__WHAT TO WORK ON__:
In the records below, find the line with "For every instance of the night" and the line with "For every instance of the snow-covered spruce"; return exactly those lines and every line between them.

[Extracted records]

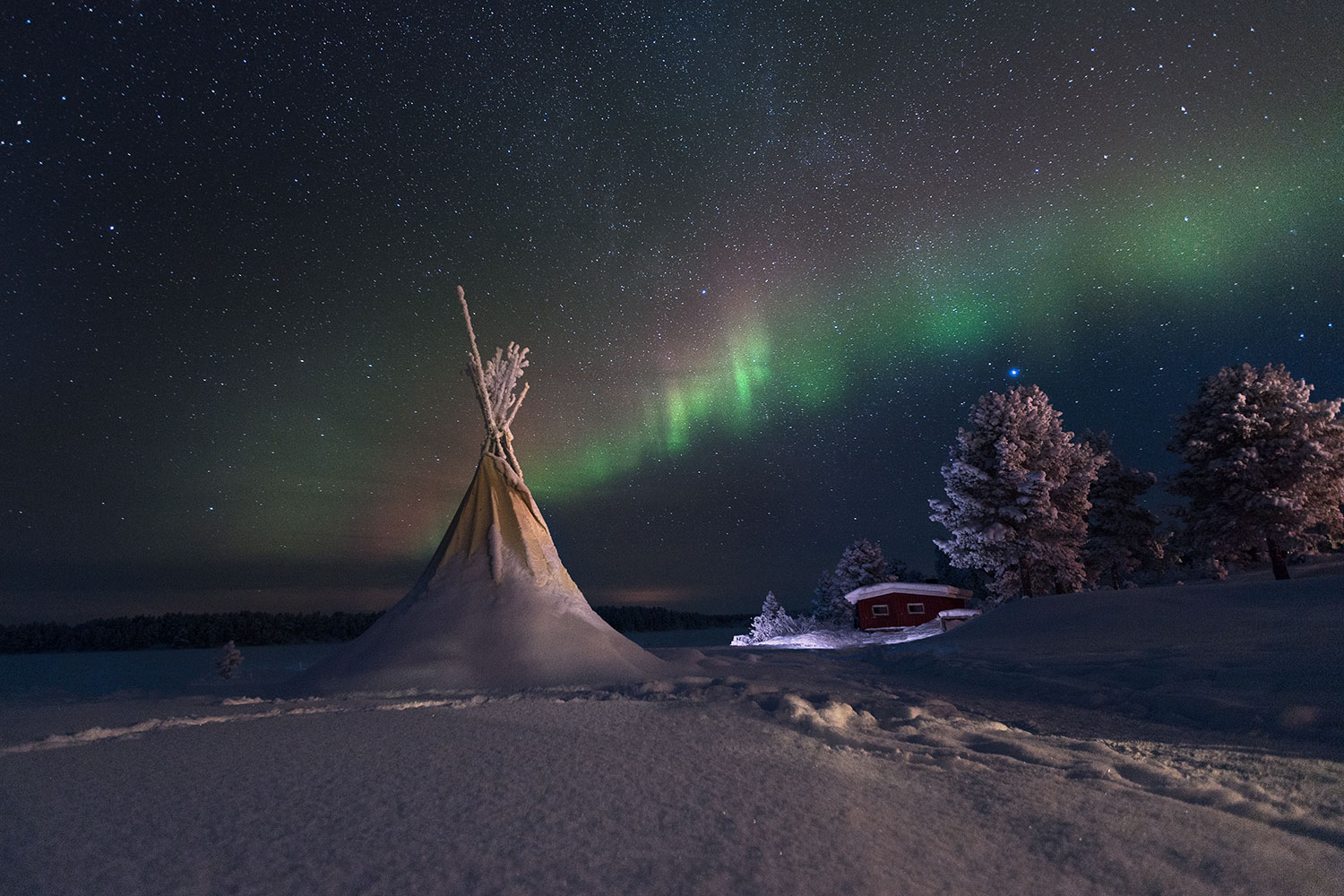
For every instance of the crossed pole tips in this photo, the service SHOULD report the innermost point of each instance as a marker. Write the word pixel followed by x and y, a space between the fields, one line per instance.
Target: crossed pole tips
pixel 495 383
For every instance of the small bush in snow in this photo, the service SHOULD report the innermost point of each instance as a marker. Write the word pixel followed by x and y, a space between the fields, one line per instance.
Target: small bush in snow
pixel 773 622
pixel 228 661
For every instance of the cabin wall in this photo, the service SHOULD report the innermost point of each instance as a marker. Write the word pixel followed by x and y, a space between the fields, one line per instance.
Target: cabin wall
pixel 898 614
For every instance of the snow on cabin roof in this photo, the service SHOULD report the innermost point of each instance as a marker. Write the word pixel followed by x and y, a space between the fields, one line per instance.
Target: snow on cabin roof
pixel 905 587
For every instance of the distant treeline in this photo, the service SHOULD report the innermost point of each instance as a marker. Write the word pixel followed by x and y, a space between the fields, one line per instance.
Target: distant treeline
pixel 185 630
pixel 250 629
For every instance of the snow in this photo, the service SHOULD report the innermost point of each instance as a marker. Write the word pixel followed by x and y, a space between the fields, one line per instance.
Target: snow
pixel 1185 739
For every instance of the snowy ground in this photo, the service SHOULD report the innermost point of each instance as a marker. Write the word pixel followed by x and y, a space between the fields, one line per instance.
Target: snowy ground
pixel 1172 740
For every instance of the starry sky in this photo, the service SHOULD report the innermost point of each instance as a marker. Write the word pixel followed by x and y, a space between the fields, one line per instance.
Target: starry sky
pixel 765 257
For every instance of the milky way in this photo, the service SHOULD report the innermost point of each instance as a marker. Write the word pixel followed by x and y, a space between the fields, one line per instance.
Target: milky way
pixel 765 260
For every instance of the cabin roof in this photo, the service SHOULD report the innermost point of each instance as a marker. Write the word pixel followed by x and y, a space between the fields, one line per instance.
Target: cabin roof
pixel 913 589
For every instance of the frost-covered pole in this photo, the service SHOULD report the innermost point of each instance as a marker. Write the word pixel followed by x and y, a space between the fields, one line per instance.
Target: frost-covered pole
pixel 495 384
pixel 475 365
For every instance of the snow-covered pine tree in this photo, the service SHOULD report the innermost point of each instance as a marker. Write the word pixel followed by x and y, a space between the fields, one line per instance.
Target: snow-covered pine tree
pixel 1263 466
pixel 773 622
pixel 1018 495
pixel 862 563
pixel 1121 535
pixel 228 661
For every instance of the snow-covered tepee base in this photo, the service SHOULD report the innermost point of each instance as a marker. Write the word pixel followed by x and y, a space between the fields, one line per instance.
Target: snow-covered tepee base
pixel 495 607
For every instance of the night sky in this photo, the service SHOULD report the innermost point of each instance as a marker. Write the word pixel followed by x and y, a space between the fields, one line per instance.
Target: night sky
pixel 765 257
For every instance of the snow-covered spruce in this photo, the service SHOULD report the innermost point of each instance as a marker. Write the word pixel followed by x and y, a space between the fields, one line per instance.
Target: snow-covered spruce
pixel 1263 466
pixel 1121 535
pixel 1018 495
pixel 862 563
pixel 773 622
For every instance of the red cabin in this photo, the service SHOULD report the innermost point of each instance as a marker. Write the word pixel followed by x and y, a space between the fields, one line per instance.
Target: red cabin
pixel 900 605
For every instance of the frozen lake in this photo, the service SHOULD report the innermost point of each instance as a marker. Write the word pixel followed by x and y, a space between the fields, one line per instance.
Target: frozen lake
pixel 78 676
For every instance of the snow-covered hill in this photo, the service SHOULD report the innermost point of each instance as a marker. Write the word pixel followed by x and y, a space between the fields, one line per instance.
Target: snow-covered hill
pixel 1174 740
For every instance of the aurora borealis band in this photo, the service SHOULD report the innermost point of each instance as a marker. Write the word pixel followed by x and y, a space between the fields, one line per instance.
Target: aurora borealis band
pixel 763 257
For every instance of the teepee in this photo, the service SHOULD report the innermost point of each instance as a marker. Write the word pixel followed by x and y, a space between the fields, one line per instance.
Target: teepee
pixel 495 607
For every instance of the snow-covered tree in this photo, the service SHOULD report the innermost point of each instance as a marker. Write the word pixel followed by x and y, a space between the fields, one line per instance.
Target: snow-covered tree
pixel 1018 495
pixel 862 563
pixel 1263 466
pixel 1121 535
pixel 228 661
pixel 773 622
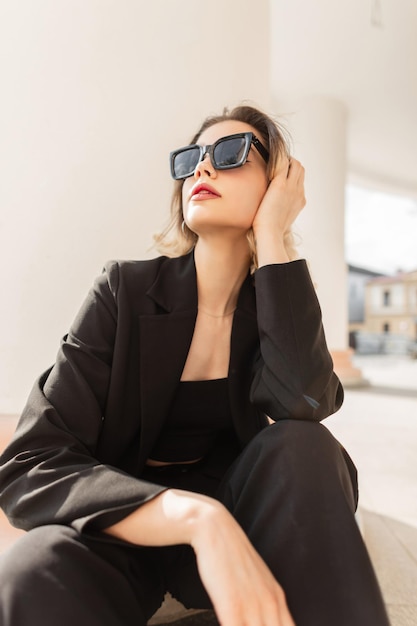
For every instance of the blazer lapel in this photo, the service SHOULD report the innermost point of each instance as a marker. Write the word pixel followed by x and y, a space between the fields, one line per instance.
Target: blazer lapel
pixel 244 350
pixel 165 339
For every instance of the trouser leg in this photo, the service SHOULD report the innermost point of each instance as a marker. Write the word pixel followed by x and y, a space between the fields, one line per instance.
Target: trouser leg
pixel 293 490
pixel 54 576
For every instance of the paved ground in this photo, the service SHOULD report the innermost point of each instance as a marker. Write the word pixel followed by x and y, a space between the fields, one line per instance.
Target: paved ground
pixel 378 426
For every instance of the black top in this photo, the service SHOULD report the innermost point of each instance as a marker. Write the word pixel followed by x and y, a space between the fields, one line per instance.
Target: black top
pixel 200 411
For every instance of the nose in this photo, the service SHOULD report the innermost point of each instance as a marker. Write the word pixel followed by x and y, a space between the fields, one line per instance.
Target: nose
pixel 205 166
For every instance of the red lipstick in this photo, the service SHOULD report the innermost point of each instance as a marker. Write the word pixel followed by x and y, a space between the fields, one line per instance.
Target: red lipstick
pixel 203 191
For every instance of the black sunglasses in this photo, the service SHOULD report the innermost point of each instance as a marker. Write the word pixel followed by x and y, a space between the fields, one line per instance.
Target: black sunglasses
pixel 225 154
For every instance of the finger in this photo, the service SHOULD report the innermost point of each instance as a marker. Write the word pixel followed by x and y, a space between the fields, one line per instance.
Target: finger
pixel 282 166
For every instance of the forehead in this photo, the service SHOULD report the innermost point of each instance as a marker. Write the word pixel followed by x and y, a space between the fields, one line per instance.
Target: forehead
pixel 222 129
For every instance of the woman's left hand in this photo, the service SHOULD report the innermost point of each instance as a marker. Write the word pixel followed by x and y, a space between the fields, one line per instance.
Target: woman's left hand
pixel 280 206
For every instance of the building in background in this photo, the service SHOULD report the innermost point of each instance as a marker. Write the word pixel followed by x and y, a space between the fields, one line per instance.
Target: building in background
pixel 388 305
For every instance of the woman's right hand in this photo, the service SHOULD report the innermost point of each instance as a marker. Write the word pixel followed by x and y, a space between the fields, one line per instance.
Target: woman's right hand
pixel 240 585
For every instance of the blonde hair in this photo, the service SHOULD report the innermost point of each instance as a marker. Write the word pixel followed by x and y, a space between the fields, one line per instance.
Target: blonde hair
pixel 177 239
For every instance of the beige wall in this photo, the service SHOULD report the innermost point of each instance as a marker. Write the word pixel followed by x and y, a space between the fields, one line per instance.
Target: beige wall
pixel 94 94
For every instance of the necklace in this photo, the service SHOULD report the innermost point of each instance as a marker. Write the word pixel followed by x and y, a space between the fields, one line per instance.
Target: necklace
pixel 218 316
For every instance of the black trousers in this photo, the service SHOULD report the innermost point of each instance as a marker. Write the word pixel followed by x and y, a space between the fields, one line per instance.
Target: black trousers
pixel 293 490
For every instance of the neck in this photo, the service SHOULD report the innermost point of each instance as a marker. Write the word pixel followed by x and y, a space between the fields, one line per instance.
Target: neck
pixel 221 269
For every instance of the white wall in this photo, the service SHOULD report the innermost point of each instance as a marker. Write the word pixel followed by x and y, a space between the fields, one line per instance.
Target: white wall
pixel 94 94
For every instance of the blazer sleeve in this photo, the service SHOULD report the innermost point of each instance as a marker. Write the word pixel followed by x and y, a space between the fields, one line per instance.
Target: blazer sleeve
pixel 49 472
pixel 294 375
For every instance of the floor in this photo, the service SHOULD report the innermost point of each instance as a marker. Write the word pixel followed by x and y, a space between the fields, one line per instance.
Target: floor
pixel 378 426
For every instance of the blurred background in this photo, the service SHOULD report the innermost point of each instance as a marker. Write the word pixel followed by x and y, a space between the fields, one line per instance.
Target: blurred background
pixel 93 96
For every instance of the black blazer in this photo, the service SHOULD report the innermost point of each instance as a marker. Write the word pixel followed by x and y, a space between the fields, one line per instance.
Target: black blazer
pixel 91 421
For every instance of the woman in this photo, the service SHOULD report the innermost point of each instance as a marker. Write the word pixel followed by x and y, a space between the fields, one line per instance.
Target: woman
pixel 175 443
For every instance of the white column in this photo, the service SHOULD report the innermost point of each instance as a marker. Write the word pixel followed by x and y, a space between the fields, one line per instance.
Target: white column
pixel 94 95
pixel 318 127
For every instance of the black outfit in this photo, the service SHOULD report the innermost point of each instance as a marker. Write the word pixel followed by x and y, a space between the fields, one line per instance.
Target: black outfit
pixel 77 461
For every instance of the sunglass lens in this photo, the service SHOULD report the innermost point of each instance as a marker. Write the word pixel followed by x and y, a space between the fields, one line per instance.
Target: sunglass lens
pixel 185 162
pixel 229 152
* * *
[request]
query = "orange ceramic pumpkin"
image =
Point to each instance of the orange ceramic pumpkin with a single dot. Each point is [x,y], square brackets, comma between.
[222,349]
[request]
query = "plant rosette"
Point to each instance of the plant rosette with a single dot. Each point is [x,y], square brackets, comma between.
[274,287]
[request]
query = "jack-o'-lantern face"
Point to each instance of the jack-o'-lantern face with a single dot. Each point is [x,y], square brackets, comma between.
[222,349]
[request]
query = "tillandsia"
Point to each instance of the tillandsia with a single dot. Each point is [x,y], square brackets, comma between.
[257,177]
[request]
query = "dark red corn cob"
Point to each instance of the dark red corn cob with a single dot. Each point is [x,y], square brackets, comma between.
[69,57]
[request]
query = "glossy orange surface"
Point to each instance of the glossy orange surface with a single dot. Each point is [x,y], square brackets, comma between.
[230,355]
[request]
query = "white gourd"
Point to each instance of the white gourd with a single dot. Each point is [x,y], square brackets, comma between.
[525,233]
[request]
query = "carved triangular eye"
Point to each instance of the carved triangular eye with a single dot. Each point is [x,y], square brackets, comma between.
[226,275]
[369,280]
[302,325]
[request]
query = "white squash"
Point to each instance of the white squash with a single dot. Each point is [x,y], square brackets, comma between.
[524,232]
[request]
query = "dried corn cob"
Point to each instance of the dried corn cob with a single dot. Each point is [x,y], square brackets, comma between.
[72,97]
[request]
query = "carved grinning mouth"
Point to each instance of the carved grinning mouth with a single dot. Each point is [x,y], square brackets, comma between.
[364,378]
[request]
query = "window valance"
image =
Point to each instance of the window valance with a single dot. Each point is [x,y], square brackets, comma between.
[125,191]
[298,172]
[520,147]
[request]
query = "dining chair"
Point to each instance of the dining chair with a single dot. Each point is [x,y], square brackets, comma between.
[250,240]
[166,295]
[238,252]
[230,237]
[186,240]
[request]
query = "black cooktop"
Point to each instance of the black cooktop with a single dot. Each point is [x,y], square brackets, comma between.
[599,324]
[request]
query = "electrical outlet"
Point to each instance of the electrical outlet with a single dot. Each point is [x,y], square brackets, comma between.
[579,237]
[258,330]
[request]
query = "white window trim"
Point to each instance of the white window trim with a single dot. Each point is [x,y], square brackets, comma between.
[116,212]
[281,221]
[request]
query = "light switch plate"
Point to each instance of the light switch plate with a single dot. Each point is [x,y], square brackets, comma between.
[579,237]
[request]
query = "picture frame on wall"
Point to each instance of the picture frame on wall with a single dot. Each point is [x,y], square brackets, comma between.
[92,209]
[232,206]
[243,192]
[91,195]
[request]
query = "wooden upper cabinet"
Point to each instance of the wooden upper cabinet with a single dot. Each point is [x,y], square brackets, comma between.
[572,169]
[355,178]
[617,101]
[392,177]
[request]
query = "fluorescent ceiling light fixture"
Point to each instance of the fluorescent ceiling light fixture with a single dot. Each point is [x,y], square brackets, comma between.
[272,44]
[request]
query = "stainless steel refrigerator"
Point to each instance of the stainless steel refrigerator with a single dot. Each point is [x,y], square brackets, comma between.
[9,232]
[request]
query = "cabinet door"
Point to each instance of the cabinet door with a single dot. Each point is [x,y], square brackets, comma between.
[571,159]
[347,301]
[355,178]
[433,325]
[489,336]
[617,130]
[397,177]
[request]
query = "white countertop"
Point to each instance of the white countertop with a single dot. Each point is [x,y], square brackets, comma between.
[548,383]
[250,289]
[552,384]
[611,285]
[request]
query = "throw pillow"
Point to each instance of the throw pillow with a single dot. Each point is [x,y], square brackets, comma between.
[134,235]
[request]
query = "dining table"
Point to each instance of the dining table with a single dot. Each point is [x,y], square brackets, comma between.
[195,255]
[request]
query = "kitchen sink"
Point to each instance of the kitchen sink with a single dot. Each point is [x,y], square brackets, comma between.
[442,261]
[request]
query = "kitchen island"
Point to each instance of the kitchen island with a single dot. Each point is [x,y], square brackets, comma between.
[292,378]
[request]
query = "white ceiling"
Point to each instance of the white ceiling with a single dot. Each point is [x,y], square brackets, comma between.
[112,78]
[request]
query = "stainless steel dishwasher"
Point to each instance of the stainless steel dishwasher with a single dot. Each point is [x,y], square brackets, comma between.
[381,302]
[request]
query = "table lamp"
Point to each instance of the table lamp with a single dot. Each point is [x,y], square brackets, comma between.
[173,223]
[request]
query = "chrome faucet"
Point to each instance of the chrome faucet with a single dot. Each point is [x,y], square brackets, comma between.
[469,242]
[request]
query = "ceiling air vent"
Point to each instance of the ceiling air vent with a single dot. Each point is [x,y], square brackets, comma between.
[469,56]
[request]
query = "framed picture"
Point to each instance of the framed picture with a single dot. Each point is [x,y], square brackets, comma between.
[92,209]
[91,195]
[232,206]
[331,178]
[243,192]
---
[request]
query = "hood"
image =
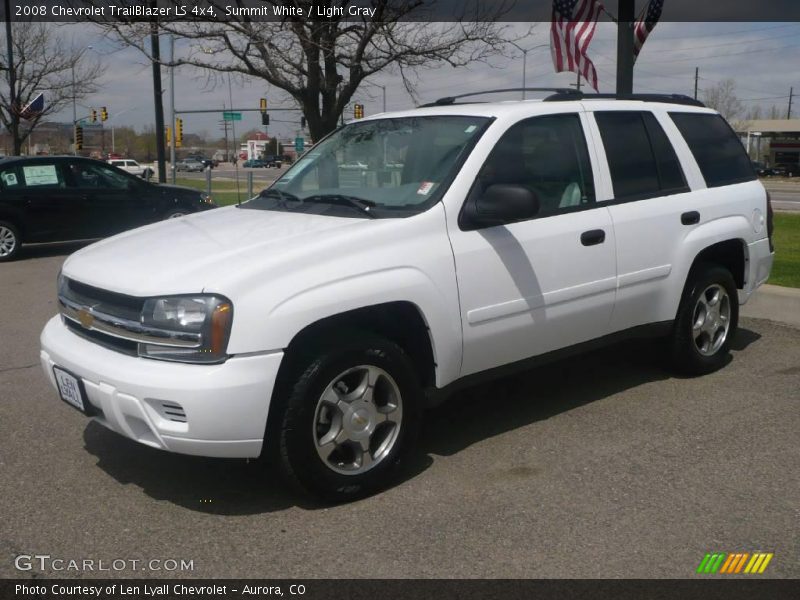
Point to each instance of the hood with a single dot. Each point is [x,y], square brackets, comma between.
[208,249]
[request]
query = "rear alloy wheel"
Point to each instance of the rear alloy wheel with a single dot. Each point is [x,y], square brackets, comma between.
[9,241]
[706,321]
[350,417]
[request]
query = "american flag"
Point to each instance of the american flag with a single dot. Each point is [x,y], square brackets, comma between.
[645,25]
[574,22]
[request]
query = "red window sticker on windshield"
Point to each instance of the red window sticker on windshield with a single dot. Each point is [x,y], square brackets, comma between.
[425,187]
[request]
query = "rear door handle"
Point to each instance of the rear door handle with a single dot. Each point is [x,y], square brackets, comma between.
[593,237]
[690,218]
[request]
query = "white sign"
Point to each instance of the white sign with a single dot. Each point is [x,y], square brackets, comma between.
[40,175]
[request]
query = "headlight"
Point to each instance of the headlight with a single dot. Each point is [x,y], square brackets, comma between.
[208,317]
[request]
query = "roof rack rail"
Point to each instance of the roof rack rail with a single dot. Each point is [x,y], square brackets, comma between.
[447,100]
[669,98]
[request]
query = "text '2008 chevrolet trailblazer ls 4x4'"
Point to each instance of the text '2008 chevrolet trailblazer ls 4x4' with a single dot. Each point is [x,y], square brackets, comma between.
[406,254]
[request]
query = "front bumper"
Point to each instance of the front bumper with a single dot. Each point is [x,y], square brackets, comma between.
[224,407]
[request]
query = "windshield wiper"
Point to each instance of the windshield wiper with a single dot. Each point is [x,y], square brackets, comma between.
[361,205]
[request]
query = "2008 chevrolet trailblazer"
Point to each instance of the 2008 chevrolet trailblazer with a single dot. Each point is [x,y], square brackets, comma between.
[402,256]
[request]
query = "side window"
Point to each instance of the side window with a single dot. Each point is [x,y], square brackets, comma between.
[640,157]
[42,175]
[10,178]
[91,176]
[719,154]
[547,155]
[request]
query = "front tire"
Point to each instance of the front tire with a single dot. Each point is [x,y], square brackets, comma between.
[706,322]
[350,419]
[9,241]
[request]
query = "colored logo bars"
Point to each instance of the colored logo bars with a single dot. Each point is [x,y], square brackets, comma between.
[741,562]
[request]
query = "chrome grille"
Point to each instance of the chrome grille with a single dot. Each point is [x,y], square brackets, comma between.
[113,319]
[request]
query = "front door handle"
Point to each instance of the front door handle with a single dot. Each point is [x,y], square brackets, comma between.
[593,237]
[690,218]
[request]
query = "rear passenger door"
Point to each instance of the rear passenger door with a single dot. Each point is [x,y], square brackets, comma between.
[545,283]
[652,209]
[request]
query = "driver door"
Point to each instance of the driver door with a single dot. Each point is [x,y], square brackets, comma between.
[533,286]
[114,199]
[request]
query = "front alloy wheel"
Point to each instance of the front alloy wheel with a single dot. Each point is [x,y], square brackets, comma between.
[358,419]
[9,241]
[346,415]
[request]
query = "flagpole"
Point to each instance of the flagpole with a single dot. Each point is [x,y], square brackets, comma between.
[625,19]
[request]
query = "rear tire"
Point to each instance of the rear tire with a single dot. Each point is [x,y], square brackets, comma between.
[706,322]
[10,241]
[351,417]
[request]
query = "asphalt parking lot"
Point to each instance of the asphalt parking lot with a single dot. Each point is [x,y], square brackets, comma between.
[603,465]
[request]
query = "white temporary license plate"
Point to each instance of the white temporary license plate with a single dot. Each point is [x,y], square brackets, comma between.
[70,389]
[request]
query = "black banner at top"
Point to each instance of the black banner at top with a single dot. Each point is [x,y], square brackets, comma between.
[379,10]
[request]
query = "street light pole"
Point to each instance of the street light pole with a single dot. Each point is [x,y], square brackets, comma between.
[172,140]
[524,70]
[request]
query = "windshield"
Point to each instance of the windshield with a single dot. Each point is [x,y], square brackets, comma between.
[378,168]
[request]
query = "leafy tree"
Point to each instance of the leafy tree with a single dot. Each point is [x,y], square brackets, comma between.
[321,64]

__EXERCISE RESULT__:
For every instance of the night sky in this photo, the service SHOULD report the innermost point of each instance as a marker. Write the word pixel followed by x and y, a space between the fields, one line per instance.
Target: night sky
pixel 765 257
For every instance of the snow-covered spruce in this photo, the service SHOULD report the innermost point of each instance as a marker. Write the word pixel followed by x and y, a space between the fields, one line per instance.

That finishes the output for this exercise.